Text for analysis
+ + + + + + +
Tuesday, October 23, 2007

Powers Control

I would like to introduce another term to our feminist readings, one that I have seen very little if at all and one that I think has pragmatic applications to the paradoxes of the feminist ideology. I would like to explore the ramifications of utility as it pertains to the patriarch’s power over females. We’ve already explored in class the ways in which feminism (and any structure that relies on power relationships) resembles Marxism. This comparison is significant if in no other way than it describes a similar dependency. I am speaking, of course, of the dependency of participation.

In Marx we were challenged by the question of, “having identified the problem why isn’t there a revolt.” Also in feminism we are challenged by a similar question put in a more fine way by our professor, “how come there aren’t riots in the street”. At some point we were given this symptom of the would-be rioters, call them the proletariat, the public, or women. At some point in the formation of the system (already defined as defunct, corrupt, or ineffective) there was a device installed to ensure the willing participation of those subjugated. The discussion of solutions to this problem cannot exist without the discussions of the nature of this device and a proposal for its eradication.

In feminism as stated by Luce Irigaray, Judith Butler, and Helene Cixous, I see utility or to an effect dependency as that societal lynch pin that could potentially reshape the definitions of our sex relationship.

While reading the assignments for Wednesday’s class I found myself gravitating to the sensitivity of the authors to the “distance” between men and women. Within this “distance” or “gap” I found the authors playing with the ideas of subjectivity. Irigary writes “Sometimes a sense of wonder is bestowed upon a work of art. But it is never found in the gap between man and woman. This space was filled instead with attraction, greed, possession, consummation, disgust, etc., and not with that wonder which sees something as though always for the first time, and never seizes the other as its object. Wonder cannot seize, possess or subdue such an object.” Although this quote comments very specifically on “art” and uses the word “object” in the material sense I see implications that reach farther. It points to a more pure perception, one that is not yet dominated by societies compulsion to ascribe a specific utility to everything yielded by it’s producers. I believe it is the separation of the dependency of the empowered ( in this case the patriarch) from whatever it is they perceive the subjugated (in this case the feminine) has to offer that gives us the greatest chance of a just redefining of the sexes.
+ + + + + + +
Dataset content
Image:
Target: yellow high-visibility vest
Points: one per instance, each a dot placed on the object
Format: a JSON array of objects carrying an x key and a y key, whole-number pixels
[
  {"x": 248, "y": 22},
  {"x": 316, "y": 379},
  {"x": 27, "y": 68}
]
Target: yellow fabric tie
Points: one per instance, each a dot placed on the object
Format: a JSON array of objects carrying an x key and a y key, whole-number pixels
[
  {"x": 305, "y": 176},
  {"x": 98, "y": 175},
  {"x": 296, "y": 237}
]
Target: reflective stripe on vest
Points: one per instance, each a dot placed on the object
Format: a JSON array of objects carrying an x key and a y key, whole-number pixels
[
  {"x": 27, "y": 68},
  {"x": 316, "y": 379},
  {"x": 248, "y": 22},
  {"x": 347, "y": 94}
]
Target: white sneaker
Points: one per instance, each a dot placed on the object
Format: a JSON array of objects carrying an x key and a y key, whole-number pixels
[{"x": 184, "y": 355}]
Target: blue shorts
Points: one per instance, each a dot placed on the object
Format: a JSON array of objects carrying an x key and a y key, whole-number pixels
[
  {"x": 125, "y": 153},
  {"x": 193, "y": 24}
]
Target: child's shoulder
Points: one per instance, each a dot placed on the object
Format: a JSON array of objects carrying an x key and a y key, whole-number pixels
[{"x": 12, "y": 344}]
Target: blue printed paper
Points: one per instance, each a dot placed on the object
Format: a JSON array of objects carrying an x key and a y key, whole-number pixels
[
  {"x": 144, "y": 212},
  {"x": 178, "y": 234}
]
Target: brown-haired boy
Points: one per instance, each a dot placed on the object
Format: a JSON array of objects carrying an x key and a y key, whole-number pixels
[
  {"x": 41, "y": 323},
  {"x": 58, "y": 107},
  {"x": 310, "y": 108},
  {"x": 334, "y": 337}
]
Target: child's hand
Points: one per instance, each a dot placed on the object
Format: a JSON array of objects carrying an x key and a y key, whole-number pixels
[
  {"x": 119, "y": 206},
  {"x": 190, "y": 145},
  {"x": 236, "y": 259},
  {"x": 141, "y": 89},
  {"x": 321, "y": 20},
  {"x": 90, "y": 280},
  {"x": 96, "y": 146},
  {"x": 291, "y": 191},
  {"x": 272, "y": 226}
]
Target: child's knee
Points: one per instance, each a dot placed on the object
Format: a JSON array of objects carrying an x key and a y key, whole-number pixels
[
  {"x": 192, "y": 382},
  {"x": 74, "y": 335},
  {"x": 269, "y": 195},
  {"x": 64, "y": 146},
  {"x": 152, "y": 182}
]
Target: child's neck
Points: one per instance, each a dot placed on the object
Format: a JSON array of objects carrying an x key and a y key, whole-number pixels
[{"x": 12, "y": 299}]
+ + + + + + +
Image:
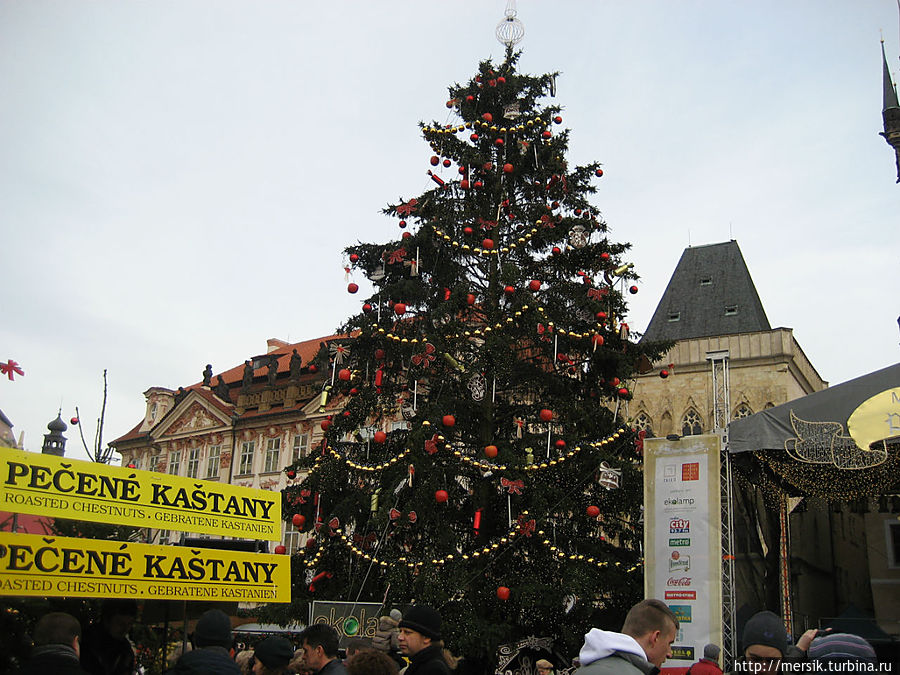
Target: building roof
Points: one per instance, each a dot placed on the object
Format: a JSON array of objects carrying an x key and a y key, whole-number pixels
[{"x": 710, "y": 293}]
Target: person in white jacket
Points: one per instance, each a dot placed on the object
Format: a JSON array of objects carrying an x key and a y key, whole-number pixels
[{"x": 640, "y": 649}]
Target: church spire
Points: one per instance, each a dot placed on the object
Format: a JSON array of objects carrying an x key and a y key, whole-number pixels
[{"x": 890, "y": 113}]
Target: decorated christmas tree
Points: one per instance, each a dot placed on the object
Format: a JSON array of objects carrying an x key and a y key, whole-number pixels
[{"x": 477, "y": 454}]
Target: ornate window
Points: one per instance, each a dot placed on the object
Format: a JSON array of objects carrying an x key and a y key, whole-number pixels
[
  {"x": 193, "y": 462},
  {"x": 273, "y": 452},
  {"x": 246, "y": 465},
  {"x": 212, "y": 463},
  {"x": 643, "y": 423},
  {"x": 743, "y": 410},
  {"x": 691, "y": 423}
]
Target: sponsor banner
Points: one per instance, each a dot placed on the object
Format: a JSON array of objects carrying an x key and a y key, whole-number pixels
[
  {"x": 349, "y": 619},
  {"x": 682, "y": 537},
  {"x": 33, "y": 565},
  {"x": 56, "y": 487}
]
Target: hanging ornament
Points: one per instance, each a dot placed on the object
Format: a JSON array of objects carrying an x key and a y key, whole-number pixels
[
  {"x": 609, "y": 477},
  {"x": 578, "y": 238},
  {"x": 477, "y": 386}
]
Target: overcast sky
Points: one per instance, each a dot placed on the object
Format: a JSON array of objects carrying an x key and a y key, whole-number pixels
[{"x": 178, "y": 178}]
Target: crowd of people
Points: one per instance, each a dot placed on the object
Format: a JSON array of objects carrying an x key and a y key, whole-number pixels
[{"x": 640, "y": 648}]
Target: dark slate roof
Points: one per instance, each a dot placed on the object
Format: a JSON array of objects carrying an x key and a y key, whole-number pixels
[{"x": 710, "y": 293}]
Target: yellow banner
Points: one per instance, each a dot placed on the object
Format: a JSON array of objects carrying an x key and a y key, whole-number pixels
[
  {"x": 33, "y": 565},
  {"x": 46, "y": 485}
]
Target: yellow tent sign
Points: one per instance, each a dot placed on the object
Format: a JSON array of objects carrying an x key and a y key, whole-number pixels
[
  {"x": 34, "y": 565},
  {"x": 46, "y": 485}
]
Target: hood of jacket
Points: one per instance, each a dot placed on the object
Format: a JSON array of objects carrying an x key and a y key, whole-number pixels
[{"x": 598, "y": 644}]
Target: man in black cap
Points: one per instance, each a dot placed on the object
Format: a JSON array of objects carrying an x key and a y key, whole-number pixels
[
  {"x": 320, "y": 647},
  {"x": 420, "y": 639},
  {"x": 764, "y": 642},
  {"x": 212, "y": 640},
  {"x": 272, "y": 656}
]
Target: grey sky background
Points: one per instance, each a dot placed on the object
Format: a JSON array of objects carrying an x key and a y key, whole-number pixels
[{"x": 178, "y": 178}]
+ + + + + + +
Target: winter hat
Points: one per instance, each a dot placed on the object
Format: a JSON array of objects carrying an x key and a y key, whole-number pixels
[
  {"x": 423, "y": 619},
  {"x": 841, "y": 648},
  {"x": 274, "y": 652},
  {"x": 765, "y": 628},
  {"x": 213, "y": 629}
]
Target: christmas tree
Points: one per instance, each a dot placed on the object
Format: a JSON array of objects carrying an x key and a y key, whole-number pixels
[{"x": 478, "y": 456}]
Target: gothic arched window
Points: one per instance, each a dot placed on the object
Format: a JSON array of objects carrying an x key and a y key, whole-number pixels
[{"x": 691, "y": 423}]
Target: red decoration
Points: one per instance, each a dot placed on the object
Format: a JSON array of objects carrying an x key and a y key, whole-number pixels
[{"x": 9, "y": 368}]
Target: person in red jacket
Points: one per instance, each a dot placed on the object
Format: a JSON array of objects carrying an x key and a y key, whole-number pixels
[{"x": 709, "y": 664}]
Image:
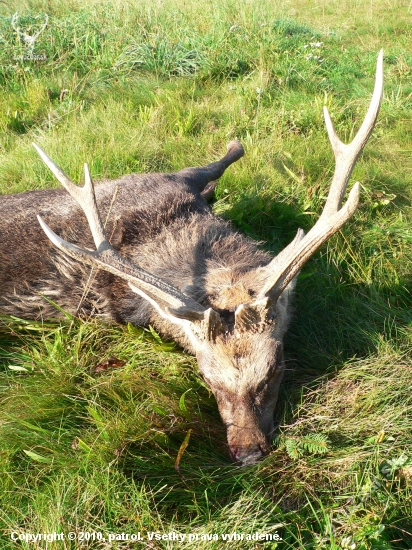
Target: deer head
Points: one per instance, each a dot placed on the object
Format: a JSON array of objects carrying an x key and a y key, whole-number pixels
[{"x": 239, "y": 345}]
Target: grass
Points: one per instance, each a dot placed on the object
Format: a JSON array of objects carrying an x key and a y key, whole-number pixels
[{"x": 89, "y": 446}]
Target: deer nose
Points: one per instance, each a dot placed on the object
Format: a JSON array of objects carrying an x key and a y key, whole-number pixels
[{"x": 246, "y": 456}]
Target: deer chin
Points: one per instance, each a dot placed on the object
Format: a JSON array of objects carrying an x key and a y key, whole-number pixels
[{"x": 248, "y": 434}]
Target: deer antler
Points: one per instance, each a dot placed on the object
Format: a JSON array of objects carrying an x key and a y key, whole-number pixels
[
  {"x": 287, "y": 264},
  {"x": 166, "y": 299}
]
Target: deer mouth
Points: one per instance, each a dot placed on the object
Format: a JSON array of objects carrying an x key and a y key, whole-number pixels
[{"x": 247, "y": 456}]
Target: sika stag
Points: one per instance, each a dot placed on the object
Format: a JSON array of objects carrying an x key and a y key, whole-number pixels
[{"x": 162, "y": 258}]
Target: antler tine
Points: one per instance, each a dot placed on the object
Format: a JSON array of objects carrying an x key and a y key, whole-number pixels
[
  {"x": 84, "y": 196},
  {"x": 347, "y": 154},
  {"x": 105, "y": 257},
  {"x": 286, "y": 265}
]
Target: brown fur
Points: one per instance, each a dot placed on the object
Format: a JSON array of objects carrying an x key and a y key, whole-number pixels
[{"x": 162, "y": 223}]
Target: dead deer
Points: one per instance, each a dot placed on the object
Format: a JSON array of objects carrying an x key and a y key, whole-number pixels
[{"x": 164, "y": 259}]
+ + + + + + +
To do
Write out the section of the post on feminism and power word for word, starting at the words "In Marx we were" and stopping after "for its eradication.". Nothing in the listing matters here.

Output below
In Marx we were challenged by the question of, “having identified the problem why isn’t there a revolt.” Also in feminism we are challenged by a similar question put in a more fine way by our professor, “how come there aren’t riots in the street”. At some point we were given this symptom of the would-be rioters, call them the proletariat, the public, or women. At some point in the formation of the system (already defined as defunct, corrupt, or ineffective) there was a device installed to ensure the willing participation of those subjugated. The discussion of solutions to this problem cannot exist without the discussions of the nature of this device and a proposal for its eradication.